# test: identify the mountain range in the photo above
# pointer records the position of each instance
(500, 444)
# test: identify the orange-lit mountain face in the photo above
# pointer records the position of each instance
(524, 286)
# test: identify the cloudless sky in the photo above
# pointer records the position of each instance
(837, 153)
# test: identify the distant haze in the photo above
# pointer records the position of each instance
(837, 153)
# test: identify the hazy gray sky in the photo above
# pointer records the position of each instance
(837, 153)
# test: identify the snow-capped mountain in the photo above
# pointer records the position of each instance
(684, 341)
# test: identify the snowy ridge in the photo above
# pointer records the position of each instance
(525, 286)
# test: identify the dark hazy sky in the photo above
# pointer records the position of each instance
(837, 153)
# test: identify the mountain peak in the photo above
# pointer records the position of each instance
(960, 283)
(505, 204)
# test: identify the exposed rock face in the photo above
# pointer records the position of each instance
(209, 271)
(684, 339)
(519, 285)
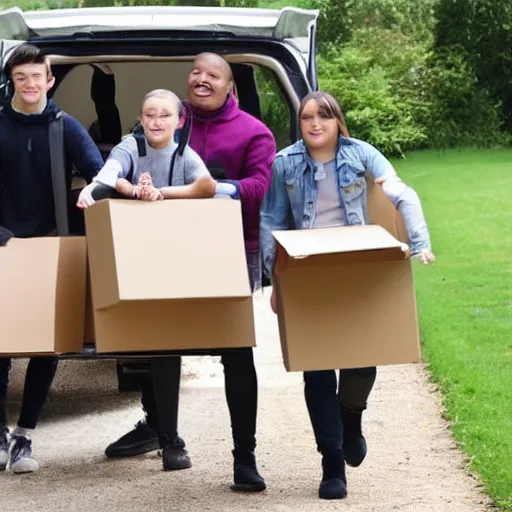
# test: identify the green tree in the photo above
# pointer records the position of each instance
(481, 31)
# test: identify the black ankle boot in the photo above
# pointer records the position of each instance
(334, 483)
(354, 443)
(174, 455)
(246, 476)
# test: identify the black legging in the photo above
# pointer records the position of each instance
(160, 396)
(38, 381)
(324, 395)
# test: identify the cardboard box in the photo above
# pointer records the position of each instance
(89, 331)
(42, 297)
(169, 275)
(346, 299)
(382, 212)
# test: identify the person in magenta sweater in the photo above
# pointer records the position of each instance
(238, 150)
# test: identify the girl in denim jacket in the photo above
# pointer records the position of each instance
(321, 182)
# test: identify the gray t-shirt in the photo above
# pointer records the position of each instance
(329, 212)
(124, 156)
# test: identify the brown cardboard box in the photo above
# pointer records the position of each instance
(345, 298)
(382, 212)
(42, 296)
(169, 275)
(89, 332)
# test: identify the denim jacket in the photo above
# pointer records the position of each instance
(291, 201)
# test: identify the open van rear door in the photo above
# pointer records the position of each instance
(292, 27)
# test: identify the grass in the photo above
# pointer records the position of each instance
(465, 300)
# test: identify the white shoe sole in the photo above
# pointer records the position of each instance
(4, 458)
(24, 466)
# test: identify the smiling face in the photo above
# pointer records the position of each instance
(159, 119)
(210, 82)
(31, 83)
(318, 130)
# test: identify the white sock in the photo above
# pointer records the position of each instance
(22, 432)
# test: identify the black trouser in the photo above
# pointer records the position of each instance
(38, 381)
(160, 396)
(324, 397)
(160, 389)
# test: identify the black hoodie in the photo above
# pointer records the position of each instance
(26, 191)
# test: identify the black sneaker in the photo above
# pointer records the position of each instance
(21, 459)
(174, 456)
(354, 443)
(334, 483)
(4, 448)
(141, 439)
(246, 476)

---

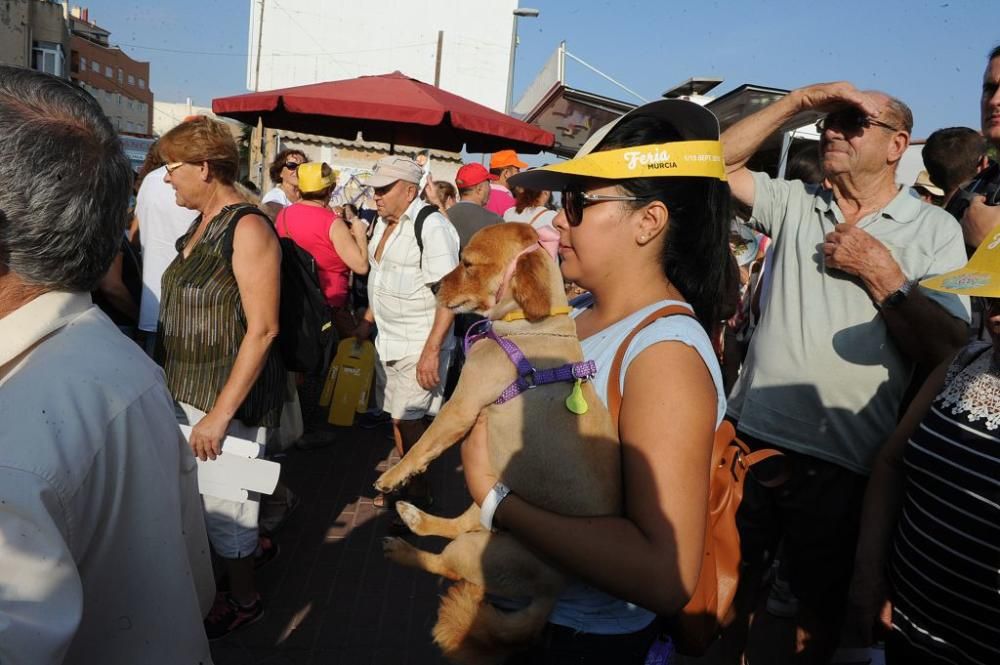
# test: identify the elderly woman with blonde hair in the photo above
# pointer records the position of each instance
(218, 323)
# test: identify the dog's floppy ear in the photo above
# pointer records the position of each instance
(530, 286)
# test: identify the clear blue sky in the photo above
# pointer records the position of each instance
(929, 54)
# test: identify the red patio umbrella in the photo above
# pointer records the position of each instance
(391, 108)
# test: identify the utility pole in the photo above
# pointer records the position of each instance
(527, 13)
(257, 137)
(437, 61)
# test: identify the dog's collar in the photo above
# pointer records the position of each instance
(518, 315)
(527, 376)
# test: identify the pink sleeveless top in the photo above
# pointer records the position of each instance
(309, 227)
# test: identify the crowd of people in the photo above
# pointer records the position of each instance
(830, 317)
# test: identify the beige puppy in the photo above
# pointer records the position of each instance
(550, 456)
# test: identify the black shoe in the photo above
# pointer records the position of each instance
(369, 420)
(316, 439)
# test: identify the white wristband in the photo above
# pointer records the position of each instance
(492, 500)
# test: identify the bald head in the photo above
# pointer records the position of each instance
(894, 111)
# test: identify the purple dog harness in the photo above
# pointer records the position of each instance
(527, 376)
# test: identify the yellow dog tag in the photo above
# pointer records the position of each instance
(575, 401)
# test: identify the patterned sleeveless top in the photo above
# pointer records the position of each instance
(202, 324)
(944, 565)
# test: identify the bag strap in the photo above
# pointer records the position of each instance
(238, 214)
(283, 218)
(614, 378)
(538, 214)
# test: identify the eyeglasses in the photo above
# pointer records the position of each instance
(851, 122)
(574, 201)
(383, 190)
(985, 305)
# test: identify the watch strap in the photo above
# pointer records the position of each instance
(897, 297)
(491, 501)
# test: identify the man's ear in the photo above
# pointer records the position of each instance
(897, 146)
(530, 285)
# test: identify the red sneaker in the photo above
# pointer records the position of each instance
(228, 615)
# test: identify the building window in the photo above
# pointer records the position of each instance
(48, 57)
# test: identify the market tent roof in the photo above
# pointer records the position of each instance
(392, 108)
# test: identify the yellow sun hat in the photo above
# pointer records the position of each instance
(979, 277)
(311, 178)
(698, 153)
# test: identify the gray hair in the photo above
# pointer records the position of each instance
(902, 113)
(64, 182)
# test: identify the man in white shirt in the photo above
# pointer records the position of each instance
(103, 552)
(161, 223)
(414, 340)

* * *

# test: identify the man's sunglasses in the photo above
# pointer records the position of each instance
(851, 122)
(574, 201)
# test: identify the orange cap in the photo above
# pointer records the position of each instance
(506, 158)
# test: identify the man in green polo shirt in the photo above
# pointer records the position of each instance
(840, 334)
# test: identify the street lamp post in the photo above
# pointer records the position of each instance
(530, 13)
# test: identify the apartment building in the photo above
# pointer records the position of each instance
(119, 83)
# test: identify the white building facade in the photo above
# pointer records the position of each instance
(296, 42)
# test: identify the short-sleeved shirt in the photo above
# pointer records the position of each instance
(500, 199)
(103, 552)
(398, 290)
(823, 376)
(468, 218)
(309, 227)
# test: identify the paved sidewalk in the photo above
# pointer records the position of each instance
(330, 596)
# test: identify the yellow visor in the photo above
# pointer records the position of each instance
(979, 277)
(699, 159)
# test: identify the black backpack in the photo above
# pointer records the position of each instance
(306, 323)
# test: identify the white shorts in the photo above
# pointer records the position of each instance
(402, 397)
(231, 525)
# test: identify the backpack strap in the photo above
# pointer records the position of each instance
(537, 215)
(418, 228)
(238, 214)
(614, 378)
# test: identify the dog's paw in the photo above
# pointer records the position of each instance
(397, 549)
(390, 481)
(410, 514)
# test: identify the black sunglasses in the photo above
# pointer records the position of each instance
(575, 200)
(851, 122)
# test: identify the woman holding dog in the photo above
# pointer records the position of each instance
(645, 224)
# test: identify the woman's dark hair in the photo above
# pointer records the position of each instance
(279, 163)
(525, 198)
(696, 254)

(Work instructions): Locate every line in the records above that contains the string "sunglasses", and copy each such line in full.

(The solution):
# test: identify the man's sunglasses in the photo above
# test: identify the black sunglasses in the photo above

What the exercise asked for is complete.